#### [SET PROBLEM A]
Copy out, unchanged, the part of the dataset entries that begins with the line containing "painted face of" and runs through the end of the entries.

#### [EXTRACTED TEXT]
►

Last year, Nevada’s casinos generated $26.2 billion in revenue, beating the previous record of $25 billion set in 2007 just before the Great Recession caused a downtrend in the industry. Furthermore, gambling revenues accounted for just 42.4% of their total business, down from last year’s figure of 42.6%, and commenting upon the development, Michael Lawton, Senior research analyst with the Tax and License Division of the Gaming Control Board, stated:

“Nevada has put the recession behind it largely thanks to non-gaming spending on rooms, food and drinks, and other attractions. Gaming did not have a bad year. In fact, it had a good year and a nice increase, but definitely not record levels like non-gaming spending.”

2017 a Record Year

Last year’s results were recorded in a report produced by the Nevada Gaming Control Board (NGCB) called the ‘Abstract Report’, which contains financial data on those state casinos generating more than $1 million in annual gaming revenue.  In 2017, there were 272 such casinos, with 161 of them located within Clark County, which includes Las Vegas. Furthermore, there were 62 casinos which managed to gross more than $12 million each, with these public company owned businesses accounting for 72.5% of the whole industry.

◄

#### [Dataset entries]
►

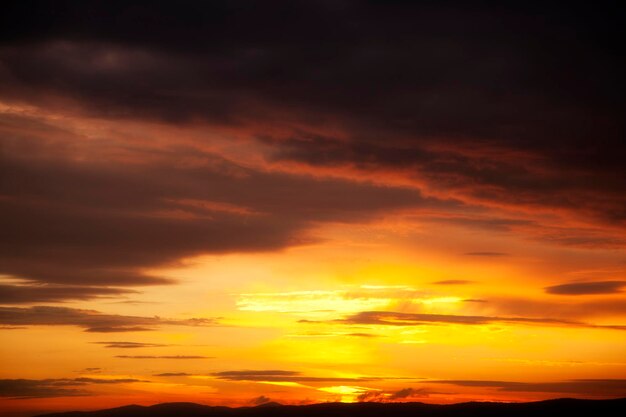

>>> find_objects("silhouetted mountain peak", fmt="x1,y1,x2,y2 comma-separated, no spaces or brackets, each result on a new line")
36,398,626,417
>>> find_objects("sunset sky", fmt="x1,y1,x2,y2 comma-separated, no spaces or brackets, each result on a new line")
0,0,626,416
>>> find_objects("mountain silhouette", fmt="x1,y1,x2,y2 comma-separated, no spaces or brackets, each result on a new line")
35,398,626,417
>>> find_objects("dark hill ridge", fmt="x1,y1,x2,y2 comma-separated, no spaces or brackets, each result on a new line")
35,398,626,417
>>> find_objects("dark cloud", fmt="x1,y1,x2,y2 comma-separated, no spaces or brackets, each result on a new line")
92,342,169,349
545,281,626,295
322,311,626,330
0,306,216,333
389,388,428,400
0,284,136,304
211,369,380,382
0,117,438,292
115,355,214,359
250,395,272,405
465,252,508,256
430,379,626,396
0,378,149,398
0,1,626,255
357,388,431,402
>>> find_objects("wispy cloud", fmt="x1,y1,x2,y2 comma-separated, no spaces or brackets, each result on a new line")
545,281,626,295
0,306,217,333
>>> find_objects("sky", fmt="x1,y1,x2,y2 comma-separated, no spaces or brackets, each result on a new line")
0,0,626,416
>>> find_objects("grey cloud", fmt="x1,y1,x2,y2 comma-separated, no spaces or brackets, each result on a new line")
115,355,214,359
0,306,217,333
322,311,626,330
465,252,508,257
0,378,149,398
545,281,626,295
211,369,380,382
429,379,626,396
92,342,169,349
0,284,136,304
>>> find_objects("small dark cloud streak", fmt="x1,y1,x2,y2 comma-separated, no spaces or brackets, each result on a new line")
0,306,217,333
545,281,626,295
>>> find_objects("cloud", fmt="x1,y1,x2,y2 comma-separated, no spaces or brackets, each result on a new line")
92,342,170,349
465,252,508,257
250,395,272,405
115,355,214,359
545,281,626,295
322,311,626,330
429,379,626,396
0,116,438,296
0,378,149,399
211,369,380,382
0,1,626,266
0,284,137,304
357,388,431,402
0,306,217,333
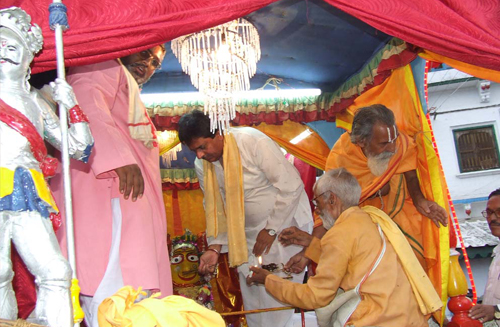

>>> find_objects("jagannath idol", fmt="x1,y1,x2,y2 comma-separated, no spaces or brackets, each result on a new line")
170,230,214,309
0,7,93,327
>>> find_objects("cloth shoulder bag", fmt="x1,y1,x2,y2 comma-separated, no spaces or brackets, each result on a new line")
314,224,386,327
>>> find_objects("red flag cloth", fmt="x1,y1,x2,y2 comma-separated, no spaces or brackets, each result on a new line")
325,0,500,70
5,0,276,73
1,0,500,73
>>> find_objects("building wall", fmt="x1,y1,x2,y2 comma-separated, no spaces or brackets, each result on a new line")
429,70,500,218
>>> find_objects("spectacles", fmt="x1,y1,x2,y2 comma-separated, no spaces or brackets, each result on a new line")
137,49,161,70
481,208,500,218
311,190,331,207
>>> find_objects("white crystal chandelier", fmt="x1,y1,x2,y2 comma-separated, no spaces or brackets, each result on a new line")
172,18,260,131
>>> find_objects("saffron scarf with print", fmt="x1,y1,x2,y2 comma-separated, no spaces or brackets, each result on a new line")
203,133,248,267
361,206,443,315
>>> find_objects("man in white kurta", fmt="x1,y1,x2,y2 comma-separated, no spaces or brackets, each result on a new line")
179,112,312,327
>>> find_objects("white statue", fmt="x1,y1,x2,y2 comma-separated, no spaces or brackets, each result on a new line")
0,7,93,327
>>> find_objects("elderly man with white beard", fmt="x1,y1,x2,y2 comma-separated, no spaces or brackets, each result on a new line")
247,168,442,327
325,104,448,272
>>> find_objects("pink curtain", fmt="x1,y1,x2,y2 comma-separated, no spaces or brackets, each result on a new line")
5,0,276,73
325,0,500,70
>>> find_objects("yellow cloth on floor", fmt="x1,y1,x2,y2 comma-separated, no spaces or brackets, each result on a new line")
361,206,443,315
98,286,226,327
203,133,248,267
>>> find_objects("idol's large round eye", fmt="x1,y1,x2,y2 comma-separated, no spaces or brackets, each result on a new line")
174,254,184,265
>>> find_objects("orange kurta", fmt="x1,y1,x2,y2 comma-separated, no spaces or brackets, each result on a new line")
326,133,428,269
266,207,427,327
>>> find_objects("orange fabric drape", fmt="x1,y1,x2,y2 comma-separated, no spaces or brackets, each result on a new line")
337,65,450,318
419,50,500,83
253,120,330,170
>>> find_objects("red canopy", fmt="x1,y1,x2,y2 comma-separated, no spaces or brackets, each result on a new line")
2,0,500,73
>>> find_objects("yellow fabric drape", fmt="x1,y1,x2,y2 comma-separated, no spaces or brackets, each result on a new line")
203,133,248,267
419,50,500,83
337,65,450,320
156,131,181,156
254,120,330,170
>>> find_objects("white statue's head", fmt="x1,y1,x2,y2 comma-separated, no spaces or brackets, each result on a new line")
0,7,43,56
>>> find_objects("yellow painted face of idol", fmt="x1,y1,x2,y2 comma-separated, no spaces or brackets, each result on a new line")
170,247,200,285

◄

#### [SET PROBLEM B]
In the text on Nevada casino revenue, how many of the 2017 casinos generating over $1 million in gaming revenue were in Clark County?

#### [WRITTEN ANSWER A]
>>> find_objects("yellow painted face of idol", fmt="x1,y1,x2,y2 comma-separated, no spaces or brackets, each result on a new line")
170,247,200,285

#### [WRITTEN ANSWER B]
161